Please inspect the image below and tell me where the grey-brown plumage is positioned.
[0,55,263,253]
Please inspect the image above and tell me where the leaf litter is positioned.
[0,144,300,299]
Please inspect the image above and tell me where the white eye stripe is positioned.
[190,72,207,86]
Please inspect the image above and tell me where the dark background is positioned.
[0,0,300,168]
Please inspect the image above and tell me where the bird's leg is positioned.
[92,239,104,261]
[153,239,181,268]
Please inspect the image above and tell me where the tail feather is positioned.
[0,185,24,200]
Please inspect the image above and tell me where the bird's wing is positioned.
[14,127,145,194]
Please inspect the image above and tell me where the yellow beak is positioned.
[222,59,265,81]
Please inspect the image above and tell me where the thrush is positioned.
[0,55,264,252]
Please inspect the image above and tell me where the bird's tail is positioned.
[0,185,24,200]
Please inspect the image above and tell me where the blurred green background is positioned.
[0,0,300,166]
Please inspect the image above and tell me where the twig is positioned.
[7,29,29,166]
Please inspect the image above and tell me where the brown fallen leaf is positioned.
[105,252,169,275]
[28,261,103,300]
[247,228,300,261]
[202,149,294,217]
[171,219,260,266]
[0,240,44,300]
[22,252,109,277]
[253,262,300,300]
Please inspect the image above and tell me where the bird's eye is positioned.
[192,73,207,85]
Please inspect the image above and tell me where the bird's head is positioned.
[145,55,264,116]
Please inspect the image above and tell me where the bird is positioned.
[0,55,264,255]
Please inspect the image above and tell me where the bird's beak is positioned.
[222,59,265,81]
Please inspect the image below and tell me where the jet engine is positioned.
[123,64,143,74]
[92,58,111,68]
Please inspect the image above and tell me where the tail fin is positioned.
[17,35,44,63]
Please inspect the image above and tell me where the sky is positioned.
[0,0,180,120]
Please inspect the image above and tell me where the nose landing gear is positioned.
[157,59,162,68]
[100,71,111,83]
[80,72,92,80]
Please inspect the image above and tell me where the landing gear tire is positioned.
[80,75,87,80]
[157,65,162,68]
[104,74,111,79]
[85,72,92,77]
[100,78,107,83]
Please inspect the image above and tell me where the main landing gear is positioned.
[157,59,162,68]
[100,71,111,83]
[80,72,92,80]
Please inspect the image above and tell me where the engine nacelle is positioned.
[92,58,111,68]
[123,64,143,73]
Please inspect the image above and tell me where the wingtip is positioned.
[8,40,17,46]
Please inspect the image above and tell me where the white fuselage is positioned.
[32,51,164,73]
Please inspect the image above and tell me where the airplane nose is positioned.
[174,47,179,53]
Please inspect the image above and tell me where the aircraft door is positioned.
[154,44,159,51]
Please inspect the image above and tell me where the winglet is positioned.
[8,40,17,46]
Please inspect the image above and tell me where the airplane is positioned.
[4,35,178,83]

> PROMPT
Rewrite all of the data above, changing each occurrence of "inspect" to "examine" and keeping every other word and line intact.

> WRITTEN SOLUTION
Please examine the image below and tell me where the grey-brown plumage is positioned.
[0,55,263,253]
Please examine the image above and tell me where the leaf litter is positioned.
[0,144,300,299]
Please examine the image above and tell me where the white eye stripe is positioned.
[190,72,207,86]
Please examine the image above and tell me where the dark background is positioned.
[0,0,300,168]
Please examine the image above and tell me where the bird's leg is positioned.
[92,239,104,261]
[153,239,181,268]
Please examine the image above and tell me where the tail feather is positioned.
[0,185,24,200]
Please examine the image above and tell me where the bird's wing is positioned.
[14,127,145,194]
Please examine the image above and tell me where the yellow beak is positioned.
[222,59,265,81]
Please examine the image above and tell me where the thrush is positioned.
[0,55,264,252]
Please examine the image above and tell me where the bird's tail is positioned.
[0,185,24,200]
Please examine the image above and tell me where the blurred green background is positioned.
[0,0,300,166]
Please examine the image above and tell me where the twig is positioned.
[7,29,29,166]
Please examine the image above and tell me where the brown fallen leaf is positioned.
[105,252,169,275]
[28,261,103,300]
[247,228,300,261]
[202,149,294,217]
[171,219,260,266]
[0,240,44,300]
[22,252,109,277]
[253,262,300,300]
Please examine the image above and tell me where the bird's eye is positioned.
[192,73,207,85]
Please examine the image above and tell me where the bird's head is positioned.
[145,55,264,116]
Please examine the image above and tell me where the bird is positioned.
[0,55,264,255]
Please examine the image above and tell me where the bird's beak is positioned.
[222,59,265,81]
Please examine the image below and tell me where the jet engine is positioned.
[123,64,143,74]
[92,58,111,68]
Please examine the image above and tell me where the tail fin is positioned.
[17,35,44,63]
Please examine the image above and tell me where the sky is positioned.
[0,0,180,120]
Please examine the image above and tell me where the nose landing gear is positioned.
[157,59,162,68]
[100,71,111,83]
[80,72,92,80]
Please examine the image above and tell me where the landing gear tire is positioned.
[80,75,87,80]
[157,65,162,68]
[104,74,111,79]
[85,72,92,77]
[100,78,107,83]
Please examine the image above and tell me where the main landing gear is positioned.
[157,59,162,68]
[100,71,111,83]
[80,72,92,80]
Please examine the image above and tell me where the engine nacelle is positioned.
[92,58,111,68]
[123,64,143,73]
Please examine the image above and tell me where the wingtip is positioned.
[8,40,17,46]
Please examine the image above and tell me where the white fuselage is positioned.
[32,51,164,73]
Please examine the image above and tell me where the airplane nose is positioned.
[174,47,179,53]
Please examine the image above and tell me where the aircraft door is positioned.
[154,44,159,51]
Please examine the image above and tell me where the winglet is positioned.
[8,40,17,46]
Please examine the image above and tell me where the airplane is positioned.
[4,35,178,83]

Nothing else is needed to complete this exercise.